## REQUEST
Give the records from the line containing "Could you please point out the blue trim" through the end of the records again in full, requests included. Multiply every coordinate in the answers by 1.1 and round it to a whole number, with halves rounded up.

[Begin]

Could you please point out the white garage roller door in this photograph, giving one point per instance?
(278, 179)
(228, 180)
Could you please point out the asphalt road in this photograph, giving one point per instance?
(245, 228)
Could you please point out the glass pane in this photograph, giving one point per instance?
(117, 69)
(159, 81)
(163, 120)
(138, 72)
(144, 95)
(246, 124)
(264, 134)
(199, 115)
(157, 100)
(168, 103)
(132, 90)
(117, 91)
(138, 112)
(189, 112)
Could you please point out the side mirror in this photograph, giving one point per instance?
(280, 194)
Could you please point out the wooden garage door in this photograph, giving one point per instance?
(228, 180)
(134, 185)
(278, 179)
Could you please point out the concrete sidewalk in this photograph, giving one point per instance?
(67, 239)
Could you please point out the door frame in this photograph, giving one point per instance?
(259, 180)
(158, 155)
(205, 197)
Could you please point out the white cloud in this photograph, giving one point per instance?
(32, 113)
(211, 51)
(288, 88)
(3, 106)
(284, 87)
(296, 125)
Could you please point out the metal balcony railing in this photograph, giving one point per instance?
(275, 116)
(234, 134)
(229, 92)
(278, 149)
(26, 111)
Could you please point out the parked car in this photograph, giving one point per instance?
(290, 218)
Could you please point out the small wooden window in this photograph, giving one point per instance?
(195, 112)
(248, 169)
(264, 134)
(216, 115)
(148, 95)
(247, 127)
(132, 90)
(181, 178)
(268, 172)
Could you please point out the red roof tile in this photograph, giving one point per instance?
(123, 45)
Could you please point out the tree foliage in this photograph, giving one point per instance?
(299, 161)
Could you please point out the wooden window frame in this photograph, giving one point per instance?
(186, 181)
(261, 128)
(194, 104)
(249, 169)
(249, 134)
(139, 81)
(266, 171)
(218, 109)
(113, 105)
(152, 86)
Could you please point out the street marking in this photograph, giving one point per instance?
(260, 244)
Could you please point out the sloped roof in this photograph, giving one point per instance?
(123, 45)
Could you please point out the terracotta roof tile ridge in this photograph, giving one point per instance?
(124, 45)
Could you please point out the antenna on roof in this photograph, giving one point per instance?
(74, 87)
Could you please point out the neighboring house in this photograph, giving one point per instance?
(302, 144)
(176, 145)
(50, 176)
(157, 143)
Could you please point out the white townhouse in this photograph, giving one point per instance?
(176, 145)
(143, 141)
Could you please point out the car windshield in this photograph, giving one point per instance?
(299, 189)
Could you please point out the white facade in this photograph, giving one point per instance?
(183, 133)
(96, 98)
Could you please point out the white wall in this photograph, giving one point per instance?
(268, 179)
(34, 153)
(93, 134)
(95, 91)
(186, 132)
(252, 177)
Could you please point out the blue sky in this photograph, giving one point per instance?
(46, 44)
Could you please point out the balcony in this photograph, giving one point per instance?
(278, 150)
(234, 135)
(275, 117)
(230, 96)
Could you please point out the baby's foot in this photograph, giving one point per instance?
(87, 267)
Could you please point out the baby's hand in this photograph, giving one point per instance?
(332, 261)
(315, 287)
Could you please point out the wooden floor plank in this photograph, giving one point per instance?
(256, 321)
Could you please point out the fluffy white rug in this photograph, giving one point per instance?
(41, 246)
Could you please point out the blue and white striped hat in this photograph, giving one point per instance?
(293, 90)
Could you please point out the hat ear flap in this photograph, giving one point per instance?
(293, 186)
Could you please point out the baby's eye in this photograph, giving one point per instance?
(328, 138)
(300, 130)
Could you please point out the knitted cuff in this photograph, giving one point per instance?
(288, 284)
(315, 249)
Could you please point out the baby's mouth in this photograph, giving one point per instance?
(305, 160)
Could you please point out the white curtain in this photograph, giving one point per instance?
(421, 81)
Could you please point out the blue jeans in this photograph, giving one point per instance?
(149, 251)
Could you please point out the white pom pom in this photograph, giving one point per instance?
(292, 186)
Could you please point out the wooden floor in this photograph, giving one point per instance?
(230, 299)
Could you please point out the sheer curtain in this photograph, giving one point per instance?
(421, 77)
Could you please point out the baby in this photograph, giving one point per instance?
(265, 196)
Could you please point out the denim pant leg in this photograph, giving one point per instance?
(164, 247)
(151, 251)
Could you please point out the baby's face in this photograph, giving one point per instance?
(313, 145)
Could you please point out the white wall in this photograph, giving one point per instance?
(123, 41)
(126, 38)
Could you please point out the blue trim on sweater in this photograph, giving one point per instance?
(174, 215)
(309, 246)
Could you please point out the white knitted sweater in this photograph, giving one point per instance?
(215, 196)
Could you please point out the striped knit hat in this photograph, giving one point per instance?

[End]

## RESULT BELOW
Could you please point out the blue trim on sweater in this photograph, giving one point per instance?
(191, 237)
(340, 271)
Could you please point out the white knitted sweater in this photograph, giving one point per instance?
(237, 216)
Could you please point out the striped knit hat in this photograph, giving one point per instance?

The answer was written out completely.